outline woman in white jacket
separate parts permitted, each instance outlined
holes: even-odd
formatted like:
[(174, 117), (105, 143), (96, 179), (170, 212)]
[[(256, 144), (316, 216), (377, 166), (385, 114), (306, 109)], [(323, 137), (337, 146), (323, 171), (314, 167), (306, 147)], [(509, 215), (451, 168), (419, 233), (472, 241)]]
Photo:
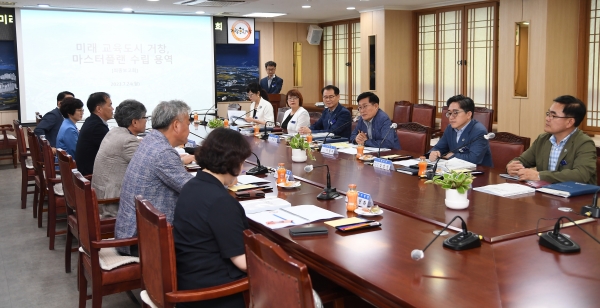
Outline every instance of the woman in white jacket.
[(244, 120), (252, 125), (265, 125), (275, 126), (275, 118), (273, 116), (273, 105), (266, 99), (268, 98), (267, 92), (258, 85), (258, 83), (251, 83), (246, 87), (248, 93), (248, 99), (252, 102), (250, 104), (251, 111)]
[(281, 128), (287, 129), (288, 134), (298, 133), (303, 126), (310, 126), (308, 111), (302, 107), (302, 93), (296, 89), (289, 90), (286, 95), (287, 105), (291, 108), (283, 115)]

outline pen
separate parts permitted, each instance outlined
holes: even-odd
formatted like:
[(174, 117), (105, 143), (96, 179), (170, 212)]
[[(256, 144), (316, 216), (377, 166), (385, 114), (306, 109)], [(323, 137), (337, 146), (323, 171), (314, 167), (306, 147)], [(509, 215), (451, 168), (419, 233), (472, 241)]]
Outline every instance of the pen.
[(374, 221), (374, 222), (370, 222), (370, 223), (358, 224), (358, 225), (350, 226), (350, 227), (344, 228), (344, 231), (354, 230), (354, 229), (364, 228), (364, 227), (380, 226), (380, 225), (381, 224), (379, 222)]
[(275, 214), (273, 214), (273, 216), (275, 216), (275, 217), (277, 217), (277, 218), (279, 218), (279, 219), (286, 220), (285, 218), (283, 218), (283, 217), (281, 217), (281, 216), (279, 216), (279, 215), (275, 215)]
[(275, 225), (275, 224), (281, 224), (281, 223), (293, 223), (293, 221), (291, 219), (281, 220), (281, 221), (267, 221), (267, 225)]
[(302, 216), (300, 216), (300, 215), (296, 215), (296, 214), (294, 214), (294, 213), (292, 213), (292, 212), (289, 212), (289, 211), (286, 211), (286, 210), (284, 210), (284, 209), (280, 209), (280, 210), (282, 210), (282, 211), (284, 211), (284, 212), (286, 212), (286, 213), (288, 213), (288, 214), (292, 214), (292, 215), (294, 215), (294, 216), (296, 216), (296, 217), (300, 217), (300, 218), (302, 218), (302, 219), (304, 219), (304, 220), (306, 220), (306, 221), (310, 221), (308, 218), (304, 218), (304, 217), (302, 217)]

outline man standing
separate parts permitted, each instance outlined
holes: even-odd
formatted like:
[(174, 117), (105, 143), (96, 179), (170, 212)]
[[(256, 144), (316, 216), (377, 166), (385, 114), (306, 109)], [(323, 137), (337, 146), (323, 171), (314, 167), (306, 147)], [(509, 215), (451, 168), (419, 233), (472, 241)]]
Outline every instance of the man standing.
[(519, 180), (576, 181), (596, 185), (596, 145), (577, 129), (586, 110), (583, 102), (573, 96), (554, 99), (546, 112), (545, 133), (539, 135), (521, 156), (508, 163), (508, 174), (518, 176)]
[(265, 68), (268, 76), (260, 80), (260, 87), (269, 94), (279, 94), (281, 87), (283, 87), (283, 79), (275, 76), (277, 63), (269, 61), (265, 63)]
[[(476, 165), (493, 167), (492, 150), (487, 139), (483, 138), (488, 133), (483, 124), (473, 119), (475, 103), (469, 97), (456, 95), (446, 101), (450, 124), (444, 130), (444, 135), (433, 147), (429, 160), (456, 157)], [(453, 152), (451, 152), (453, 151)]]
[(350, 110), (342, 106), (340, 102), (340, 89), (336, 86), (328, 85), (321, 91), (323, 93), (323, 103), (325, 110), (321, 118), (311, 125), (310, 128), (303, 126), (298, 130), (303, 135), (311, 133), (332, 133), (345, 138), (350, 137), (352, 132), (352, 115)]
[(110, 95), (104, 92), (90, 94), (87, 108), (91, 115), (81, 126), (77, 149), (75, 150), (75, 153), (77, 153), (77, 169), (82, 175), (94, 172), (96, 154), (98, 154), (102, 139), (108, 133), (108, 123), (106, 121), (112, 119), (114, 110)]
[[(133, 154), (121, 186), (115, 238), (137, 235), (135, 196), (142, 195), (173, 223), (175, 204), (183, 185), (193, 176), (173, 148), (187, 142), (190, 107), (182, 101), (161, 102), (152, 111), (152, 131)], [(123, 255), (138, 256), (137, 245), (117, 247)]]
[(69, 91), (58, 93), (56, 96), (56, 108), (46, 113), (33, 131), (38, 137), (45, 135), (46, 140), (48, 140), (50, 146), (53, 148), (56, 148), (56, 135), (58, 135), (58, 130), (65, 119), (59, 110), (60, 103), (63, 99), (65, 99), (65, 97), (75, 97), (75, 95)]
[(368, 147), (378, 148), (381, 146), (399, 150), (398, 135), (390, 128), (392, 125), (390, 117), (379, 109), (379, 97), (374, 93), (364, 92), (358, 96), (356, 101), (361, 119), (350, 136), (350, 142)]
····················
The material must be restated verbatim. Its pictures must be omitted.

outline woman in white jacket
separate parts permitted, each instance outlined
holes: even-odd
formatted like:
[(174, 117), (105, 143), (96, 179), (170, 212)]
[[(256, 144), (316, 216), (377, 166), (385, 114), (306, 109)], [(323, 137), (337, 146), (323, 171), (314, 167), (306, 147)], [(509, 215), (451, 168), (419, 233), (472, 241)]]
Photo:
Outline every instance of the woman in white jacket.
[(244, 120), (252, 125), (265, 125), (275, 126), (275, 118), (273, 116), (273, 105), (266, 99), (268, 98), (267, 92), (258, 85), (258, 83), (251, 83), (246, 87), (248, 93), (248, 99), (252, 102), (250, 104), (251, 111)]
[(281, 128), (287, 129), (288, 134), (298, 133), (303, 126), (310, 126), (308, 111), (302, 107), (302, 93), (296, 89), (289, 90), (286, 95), (287, 105), (291, 108), (283, 115)]

outline pen
separate parts permitted, each instance outlined
holes: even-odd
formatted like:
[(174, 117), (105, 143), (96, 179), (170, 212)]
[[(256, 144), (316, 216), (377, 166), (385, 114), (306, 109)], [(323, 137), (337, 146), (323, 171), (314, 167), (306, 147)], [(509, 215), (451, 168), (419, 233), (472, 241)]]
Outline every instance of the pen.
[(374, 221), (374, 222), (370, 222), (370, 223), (358, 224), (358, 225), (350, 226), (350, 227), (344, 228), (344, 231), (354, 230), (354, 229), (364, 228), (364, 227), (380, 226), (380, 225), (381, 224), (379, 222)]
[(275, 214), (273, 214), (273, 216), (275, 216), (275, 217), (277, 217), (277, 218), (279, 218), (279, 219), (286, 220), (285, 218), (283, 218), (283, 217), (281, 217), (281, 216), (279, 216), (279, 215), (275, 215)]
[(275, 225), (275, 224), (281, 224), (281, 223), (293, 223), (293, 221), (291, 219), (281, 220), (281, 221), (267, 221), (267, 225)]
[(302, 216), (300, 216), (300, 215), (296, 215), (296, 214), (294, 214), (294, 213), (292, 213), (292, 212), (289, 212), (289, 211), (286, 211), (286, 210), (284, 210), (284, 209), (280, 209), (280, 210), (282, 210), (282, 211), (284, 211), (284, 212), (286, 212), (286, 213), (288, 213), (288, 214), (292, 214), (292, 215), (294, 215), (294, 216), (296, 216), (296, 217), (300, 217), (300, 218), (302, 218), (302, 219), (304, 219), (304, 220), (306, 220), (306, 221), (310, 221), (308, 218), (304, 218), (304, 217), (302, 217)]

outline man standing
separate parts permitted, each instance outlined
holes: even-odd
formatted like:
[(174, 117), (105, 143), (96, 179), (170, 212)]
[[(256, 144), (316, 216), (377, 166), (385, 114), (306, 109)], [(323, 137), (337, 146), (323, 171), (314, 167), (306, 147)], [(509, 215), (451, 168), (419, 233), (472, 241)]]
Outline every instance of the man standing.
[(519, 180), (576, 181), (596, 185), (596, 145), (577, 129), (586, 110), (583, 102), (573, 96), (554, 99), (546, 112), (545, 133), (539, 135), (521, 156), (508, 163), (508, 174), (518, 176)]
[(265, 68), (268, 76), (260, 80), (260, 87), (269, 94), (279, 94), (281, 87), (283, 87), (283, 79), (275, 76), (277, 63), (269, 61), (265, 63)]
[[(476, 165), (493, 167), (492, 150), (487, 139), (483, 138), (488, 133), (483, 124), (473, 119), (475, 103), (469, 97), (456, 95), (446, 101), (450, 124), (444, 130), (444, 135), (433, 147), (429, 160), (456, 157)], [(453, 152), (451, 152), (453, 151)]]
[(350, 110), (342, 106), (340, 102), (340, 89), (336, 86), (328, 85), (321, 91), (323, 93), (323, 103), (325, 110), (321, 118), (311, 125), (310, 128), (303, 126), (298, 130), (303, 135), (311, 133), (332, 133), (345, 138), (350, 137), (352, 132), (352, 115)]
[(110, 95), (104, 92), (90, 94), (87, 108), (91, 115), (81, 126), (77, 149), (75, 150), (75, 153), (77, 153), (77, 169), (82, 175), (94, 172), (96, 154), (98, 154), (102, 139), (108, 133), (108, 123), (106, 121), (112, 119), (114, 110)]
[[(133, 154), (121, 186), (115, 238), (137, 235), (135, 196), (142, 195), (173, 223), (175, 204), (183, 185), (193, 176), (173, 148), (187, 142), (190, 107), (182, 101), (161, 102), (152, 111), (152, 131)], [(123, 255), (138, 256), (137, 245), (117, 247)]]
[(69, 91), (58, 93), (56, 96), (56, 108), (46, 113), (33, 131), (38, 137), (45, 135), (46, 140), (48, 140), (50, 146), (53, 148), (56, 148), (56, 135), (58, 135), (58, 130), (65, 119), (59, 110), (60, 103), (63, 99), (65, 99), (65, 97), (75, 97), (75, 95)]
[(368, 147), (378, 148), (381, 146), (399, 150), (398, 135), (390, 128), (392, 125), (390, 117), (379, 109), (379, 97), (374, 93), (364, 92), (358, 96), (356, 101), (361, 119), (350, 136), (350, 142)]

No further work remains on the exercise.